─── Text

Bug #117667 Both INNER JOIN and SEMI JOIN are contradictory
Submitted: 11 Mar 12:57 Modified: 11 Mar 16:05
Reporter: jinhui lai Email Updates:
Status: Not a Bug Impact on me:
None 
Category:MySQL Server: Optimizer Severity:S2 (Serious)
Version:9.2.0, 9.1.0, 8.0.41, 8.4.4 OS:Ubuntu (22.04)
Assigned to: CPU Architecture:Any

[11 Mar 12:57] jinhui lai
Description:
Both INNER JOIN and SEMI JOIN return wrong result.

How to repeat:
docker run -it --name mysql-9.2.0 -p 3306:3306 -e MYSQL_ROOT_PASSWORD=root mysql:9.2.0

CREATE TABLE IF NOT EXISTS t0(c0 CHAR(1), c1 CHAR(1)) ;
CREATE TABLE IF NOT EXISTS t1 LIKE t0;
INSERT INTO t0(c1) VALUES(NULL);
UPDATE t0 SET c0='A';
INSERT INTO t0(c0) VALUES('a');
INSERT INTO t1(c0) VALUES('a'), ('b');
SELECT DISTINCT t0.c0 FROM t0;
+------+
| c0   |
+------+
| A    |
+------+
SELECT DISTINCT t0.c0 FROM t0 INNER JOIN t1 ON t0.c0 != t1.c0;--error, expect: A
+------+
| c0   |
+------+
| a    |
+------+
SELECT DISTINCT t0.c0 FROM t0 INNER JOIN t1 ON t0.c0 = t1.c0;
+------+
| c0   |
+------+
| a    |
+------+
SELECT DISTINCT t0.c0 FROM t0  WHERE EXISTS (SELECT 1 FROM t1 WHERE t0.c0 != t1.c0);--error, expect: a
+------+
| c0   |
+------+
| A    |
+------+
SELECT DISTINCT t0.c0 FROM t0  WHERE EXISTS (SELECT 1 FROM t1 WHERE t0.c0 = t1.c0);
+------+
| c0   |
+------+
| A    |
+------+
[11 Mar 13:25] MySQL Verification Team
Hello jinhui lai,

Thank you for the report and test case.

──────

» **Work to do**
Retype everything in the bug report from "Bug #117667 Both INNER" down to "return wrong result.". Work only from the bug report.

─── Record excerpts

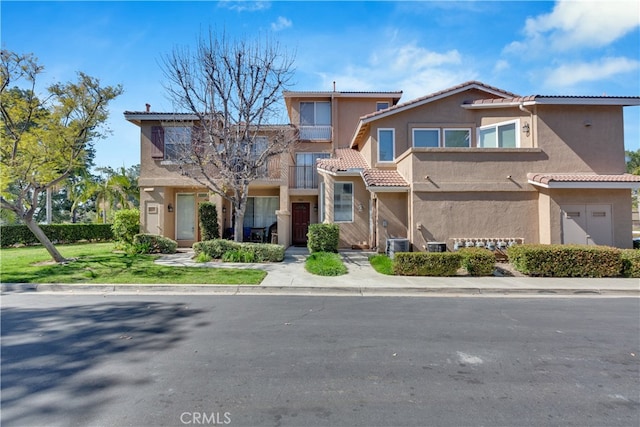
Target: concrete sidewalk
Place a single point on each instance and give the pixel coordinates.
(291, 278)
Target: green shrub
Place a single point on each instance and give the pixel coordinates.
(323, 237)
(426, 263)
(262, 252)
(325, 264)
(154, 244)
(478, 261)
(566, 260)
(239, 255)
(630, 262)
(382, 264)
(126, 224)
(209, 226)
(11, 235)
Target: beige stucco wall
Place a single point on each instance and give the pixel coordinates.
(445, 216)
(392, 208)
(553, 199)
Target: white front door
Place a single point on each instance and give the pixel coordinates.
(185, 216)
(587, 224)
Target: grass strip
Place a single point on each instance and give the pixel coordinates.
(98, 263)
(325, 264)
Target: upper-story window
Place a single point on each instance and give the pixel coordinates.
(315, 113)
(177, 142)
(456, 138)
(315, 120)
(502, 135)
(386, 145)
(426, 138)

──────
─── Record excerpts

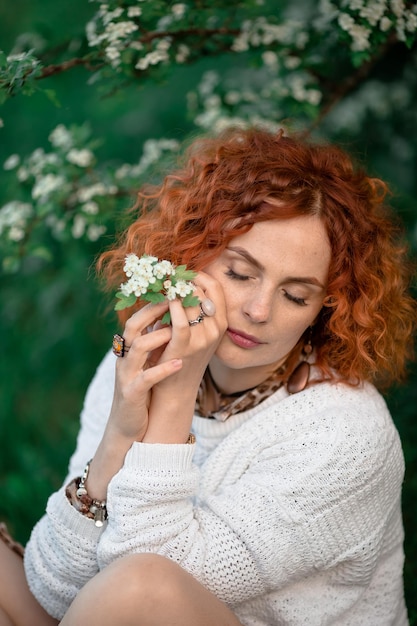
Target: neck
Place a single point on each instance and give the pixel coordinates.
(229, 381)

──────

» **Solution for this problem**
Bug #117667 Both INNER JOIN and SEMI JOIN are contradictory
Submitted: 11 Mar 12:57 Modified: 11 Mar 16:05
Reporter: jinhui lai Email Updates:
Status: Not a Bug Impact on me:
None 
Category:MySQL Server: Optimizer Severity:S2 (Serious)
Version:9.2.0, 9.1.0, 8.0.41, 8.4.4 OS:Ubuntu (22.04)
Assigned to: CPU Architecture:Any

[11 Mar 12:57] jinhui lai
Description:
Both INNER JOIN and SEMI JOIN return wrong result.